- **Description of the task**:
Quote the following lines verbatim, with nothing changed.

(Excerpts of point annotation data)
···
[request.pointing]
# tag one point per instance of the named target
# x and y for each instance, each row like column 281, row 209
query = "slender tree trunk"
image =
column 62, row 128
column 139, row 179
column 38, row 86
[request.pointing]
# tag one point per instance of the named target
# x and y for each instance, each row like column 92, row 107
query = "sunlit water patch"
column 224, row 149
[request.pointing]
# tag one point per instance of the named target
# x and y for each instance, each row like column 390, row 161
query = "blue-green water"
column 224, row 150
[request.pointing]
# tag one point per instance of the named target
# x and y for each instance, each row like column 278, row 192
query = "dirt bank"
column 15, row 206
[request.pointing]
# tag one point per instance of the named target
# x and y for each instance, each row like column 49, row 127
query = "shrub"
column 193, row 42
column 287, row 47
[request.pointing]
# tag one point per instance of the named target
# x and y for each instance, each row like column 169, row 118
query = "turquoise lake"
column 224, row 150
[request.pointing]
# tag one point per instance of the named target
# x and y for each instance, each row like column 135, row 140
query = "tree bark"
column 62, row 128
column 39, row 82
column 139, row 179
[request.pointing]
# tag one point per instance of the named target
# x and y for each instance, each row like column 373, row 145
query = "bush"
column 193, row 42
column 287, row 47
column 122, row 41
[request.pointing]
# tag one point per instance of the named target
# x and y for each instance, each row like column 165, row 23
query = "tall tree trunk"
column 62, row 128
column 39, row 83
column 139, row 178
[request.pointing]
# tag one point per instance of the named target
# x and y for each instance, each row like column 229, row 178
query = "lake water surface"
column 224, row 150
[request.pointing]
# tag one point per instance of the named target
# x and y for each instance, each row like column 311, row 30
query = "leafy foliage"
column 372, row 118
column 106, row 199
···
- **Response**:
[request.pointing]
# tag one point per instance of the named target
# x and y for each instance, each row like column 281, row 209
query = "slender tree trunk"
image =
column 62, row 128
column 139, row 179
column 38, row 86
[request.pointing]
# tag one point per instance of the named target
# x and y for each instance, each row like column 92, row 107
query = "sunlit water patch"
column 224, row 149
[request.pointing]
# tag one point per instance of the named target
# x and y for each instance, each row like column 390, row 161
query = "blue-green water"
column 224, row 150
[request.pointing]
# tag one point per instance of the named target
# x and y for each instance, each row like column 278, row 192
query = "dirt bank"
column 15, row 206
[request.pointing]
# tag one point per instance of the named target
# x and y for each instance, each row like column 49, row 127
query = "shrub"
column 193, row 42
column 287, row 47
[request.pointing]
# tag one point per instance of the named target
# x and y for each instance, each row like column 169, row 118
query = "turquoise lake"
column 224, row 150
[request.pointing]
# tag one point per instance of the named target
# x and y for each instance, each row like column 135, row 140
query = "tree bark"
column 62, row 128
column 39, row 82
column 139, row 179
[request.pointing]
# tag one point per instance of the named target
# x and y for each instance, each row like column 373, row 145
query = "bush"
column 193, row 42
column 287, row 47
column 122, row 41
[request.pointing]
# tag one point per instance of the named target
# x and y for each instance, each row like column 165, row 23
query = "tall tree trunk"
column 62, row 128
column 39, row 83
column 139, row 178
[request.pointing]
# tag one point per instance of the named target
# x and y for each instance, each row like column 229, row 178
query = "lake water surface"
column 224, row 150
[request.pointing]
# tag one point per instance of the named target
# x and y for each instance, each row like column 311, row 30
query = "leafy foliage"
column 372, row 118
column 106, row 199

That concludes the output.